**What the task requires**
Convert the material below into a numbered list of its lines, omitting blank lines and leaving out the pictures.

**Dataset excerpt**
□ □ □ □ □
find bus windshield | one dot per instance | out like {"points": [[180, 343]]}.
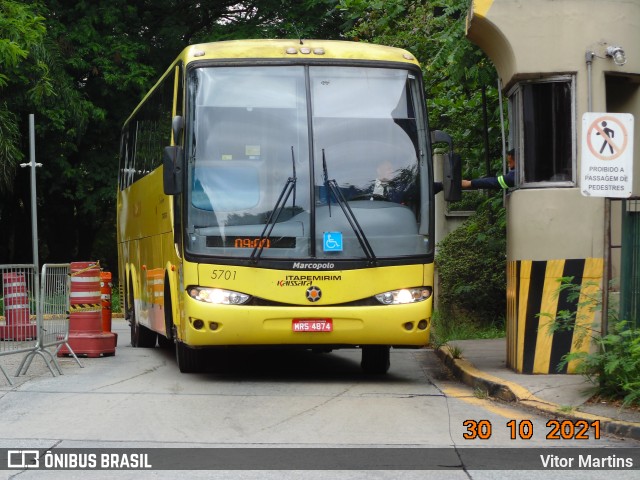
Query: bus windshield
{"points": [[256, 132]]}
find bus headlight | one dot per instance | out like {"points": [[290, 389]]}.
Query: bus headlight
{"points": [[218, 296], [404, 295]]}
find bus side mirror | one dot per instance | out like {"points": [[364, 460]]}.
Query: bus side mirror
{"points": [[452, 178], [172, 161], [452, 168]]}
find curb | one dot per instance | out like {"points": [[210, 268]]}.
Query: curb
{"points": [[512, 392]]}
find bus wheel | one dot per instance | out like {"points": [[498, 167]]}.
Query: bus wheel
{"points": [[188, 358], [375, 359]]}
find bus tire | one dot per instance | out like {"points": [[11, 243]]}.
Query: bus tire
{"points": [[188, 358], [141, 336], [375, 359]]}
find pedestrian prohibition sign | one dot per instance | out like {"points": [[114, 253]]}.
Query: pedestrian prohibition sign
{"points": [[607, 155]]}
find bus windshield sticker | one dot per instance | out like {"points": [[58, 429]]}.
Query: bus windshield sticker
{"points": [[332, 241]]}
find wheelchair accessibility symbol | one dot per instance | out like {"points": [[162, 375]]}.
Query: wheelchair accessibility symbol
{"points": [[332, 241]]}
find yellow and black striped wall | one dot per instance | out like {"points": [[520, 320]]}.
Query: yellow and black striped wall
{"points": [[532, 290]]}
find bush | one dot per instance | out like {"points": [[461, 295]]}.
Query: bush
{"points": [[471, 264], [614, 365]]}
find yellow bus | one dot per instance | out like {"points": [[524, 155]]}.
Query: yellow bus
{"points": [[279, 193]]}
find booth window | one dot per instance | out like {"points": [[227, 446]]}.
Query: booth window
{"points": [[542, 131]]}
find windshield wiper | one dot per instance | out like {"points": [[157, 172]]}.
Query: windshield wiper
{"points": [[348, 213], [289, 187]]}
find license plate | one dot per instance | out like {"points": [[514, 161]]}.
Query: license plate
{"points": [[312, 325]]}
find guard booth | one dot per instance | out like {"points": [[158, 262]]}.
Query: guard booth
{"points": [[557, 60]]}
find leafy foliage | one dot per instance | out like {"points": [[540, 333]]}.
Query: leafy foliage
{"points": [[613, 366], [471, 264]]}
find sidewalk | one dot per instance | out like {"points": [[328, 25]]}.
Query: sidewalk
{"points": [[483, 365]]}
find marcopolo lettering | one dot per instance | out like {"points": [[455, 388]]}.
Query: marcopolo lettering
{"points": [[313, 266]]}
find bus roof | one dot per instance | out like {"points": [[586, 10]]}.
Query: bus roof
{"points": [[289, 49]]}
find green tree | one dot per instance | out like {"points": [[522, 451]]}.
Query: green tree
{"points": [[82, 76]]}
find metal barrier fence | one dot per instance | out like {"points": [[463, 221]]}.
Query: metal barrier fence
□ □ □ □ □
**Response**
1. find bus windshield | one dot per instance | out like {"points": [[180, 343]]}.
2. Query: bus windshield
3. {"points": [[256, 132]]}
4. find bus headlight | one dot per instance | out like {"points": [[290, 389]]}.
5. Query: bus headlight
6. {"points": [[218, 296], [404, 295]]}
7. find bus side mirror | one dot per instance | out like {"points": [[364, 460]]}.
8. Query: bus side mirror
9. {"points": [[452, 178], [172, 161], [452, 168]]}
10. find curb | one dot per instance | out like {"points": [[210, 268]]}.
11. Query: curb
12. {"points": [[512, 392]]}
13. find bus wheel | one dot per instance | out like {"points": [[498, 167]]}.
14. Query: bus wheel
15. {"points": [[188, 358], [375, 359]]}
16. find bus tire | one dot per instance | out like {"points": [[11, 243]]}.
17. Query: bus tire
18. {"points": [[188, 358], [141, 336], [375, 359]]}
19. find pedestrian prohibition sign | one dot per instance | out like {"points": [[114, 253]]}.
20. Query: pedestrian prohibition sign
21. {"points": [[607, 155]]}
22. find bus windshield sticker | one dot per instance | out like {"points": [[58, 429]]}.
23. Query: bus windshield sticker
24. {"points": [[332, 241]]}
25. find wheelchair accessibility symbol | one dot per instance | out like {"points": [[162, 375]]}.
26. Query: wheelchair accessibility symbol
27. {"points": [[332, 241]]}
28. find yellow and black striped wall | one dot per instance | out like {"points": [[520, 320]]}.
29. Query: yellow and black striped wall
30. {"points": [[532, 290]]}
31. find bush | one dot per instance | out like {"points": [[461, 295]]}.
32. Query: bush
33. {"points": [[471, 264], [614, 365]]}
34. find yellow bus | one dot per instance | out like {"points": [[524, 155]]}.
35. Query: yellow bus
36. {"points": [[279, 193]]}
37. find booth window | one dot per instance | out like {"points": [[227, 446]]}.
38. Query: booth window
39. {"points": [[542, 131]]}
40. find windshield wiper | one dot per instance | out like {"points": [[157, 172]]}.
41. Query: windshield wiper
42. {"points": [[348, 213], [289, 187]]}
43. find license plate | one dot per instance | out like {"points": [[514, 161]]}.
44. Query: license plate
45. {"points": [[312, 325]]}
46. find guard booth | one dot per instance | out like {"points": [[158, 262]]}.
47. Query: guard booth
48. {"points": [[557, 60]]}
49. find leafy foliage | one dot per instance | out like {"points": [[540, 333]]}.
50. Query: leafy foliage
51. {"points": [[613, 366], [471, 264]]}
52. find sidewalk | one dot per instance | out like {"points": [[328, 25]]}.
53. Query: sidewalk
54. {"points": [[483, 365]]}
55. find marcopolo lettering | one dot per instance | out like {"points": [[455, 388]]}.
56. Query: marcopolo lettering
57. {"points": [[313, 266]]}
58. find bus roof | one dot per instance | out like {"points": [[586, 10]]}.
59. Query: bus roof
60. {"points": [[289, 49]]}
61. find green tree | one dot per instance | out like {"points": [[522, 451]]}.
62. Query: green tree
63. {"points": [[82, 76]]}
64. find metal barrier fence | one dot per instance | out like {"points": [[463, 221]]}.
65. Query: metal barrier fence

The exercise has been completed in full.